▶ **Exercise description**
Copy the rows from the start of the records through the line with "[[[121,291],[92,577],[212,564],[261,370]]]", including both ends, keeping every character unchanged.
********
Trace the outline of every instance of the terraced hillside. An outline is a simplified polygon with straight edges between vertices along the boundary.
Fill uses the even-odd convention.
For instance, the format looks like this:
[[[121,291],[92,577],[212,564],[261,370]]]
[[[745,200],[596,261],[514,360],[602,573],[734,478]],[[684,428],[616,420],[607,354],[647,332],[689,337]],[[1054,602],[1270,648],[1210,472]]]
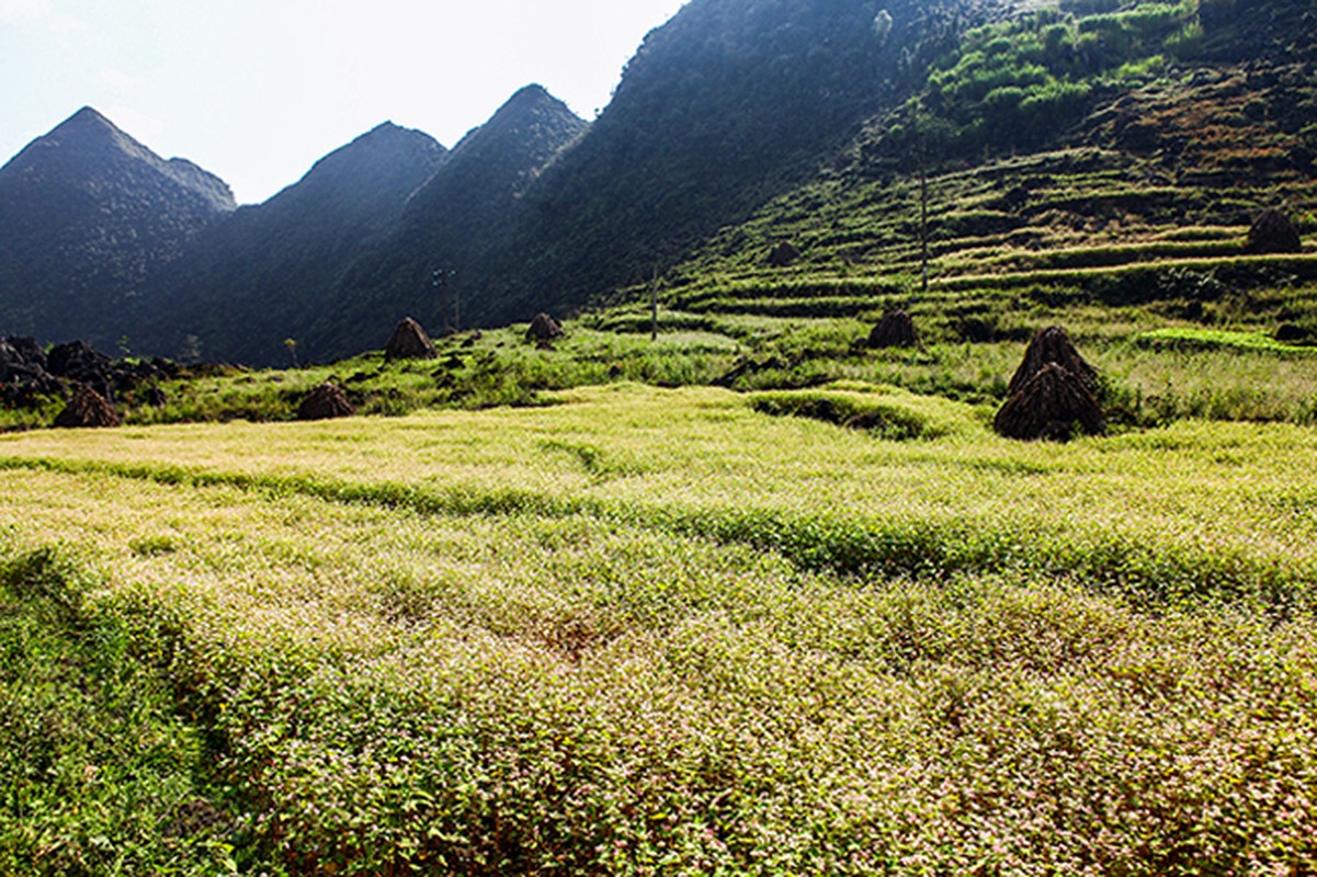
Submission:
[[[934,70],[919,100],[874,120],[811,184],[723,229],[665,275],[662,324],[752,342],[756,354],[730,375],[732,386],[877,379],[989,403],[1001,399],[1019,342],[1062,323],[1108,375],[1118,421],[1309,421],[1301,342],[1317,336],[1310,49],[1267,43],[1243,62],[1210,29],[1198,33],[1193,57],[1135,46],[1097,72],[1036,86],[1083,86],[1084,112],[1054,107],[1034,133],[1013,138],[984,140],[993,92],[973,105],[979,115],[947,96],[946,71],[967,57],[1038,78],[1021,72],[1027,63],[1017,57],[1029,53],[1019,46],[1031,34],[1062,28],[1083,42],[1094,30],[1088,22],[1164,7],[1169,36],[1158,34],[1158,46],[1173,45],[1183,29],[1201,26],[1193,16],[1210,4],[1123,5],[1133,12],[1044,9],[971,32],[960,61]],[[1264,17],[1235,5],[1241,16]],[[1291,24],[1313,14],[1304,4],[1271,9]],[[1218,30],[1246,29],[1241,21]],[[1270,33],[1266,21],[1258,28]],[[1011,49],[1001,47],[1004,32]],[[1005,54],[993,61],[992,51]],[[1268,207],[1296,224],[1301,252],[1246,253],[1250,225]],[[774,265],[782,242],[795,258]],[[649,292],[623,291],[601,325],[647,327]],[[893,308],[913,313],[922,349],[857,348]],[[1285,342],[1275,342],[1277,333]],[[1205,369],[1205,349],[1225,350],[1223,365]]]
********
▶ **Result**
Trace the outline of every instance of the terraced hillside. An outline is a simplified polygon with straight edges between vertices along the boundary.
Fill uses the even-odd convention.
For instance, the format looks like this:
[[[121,291],[92,577],[212,564],[261,370]]]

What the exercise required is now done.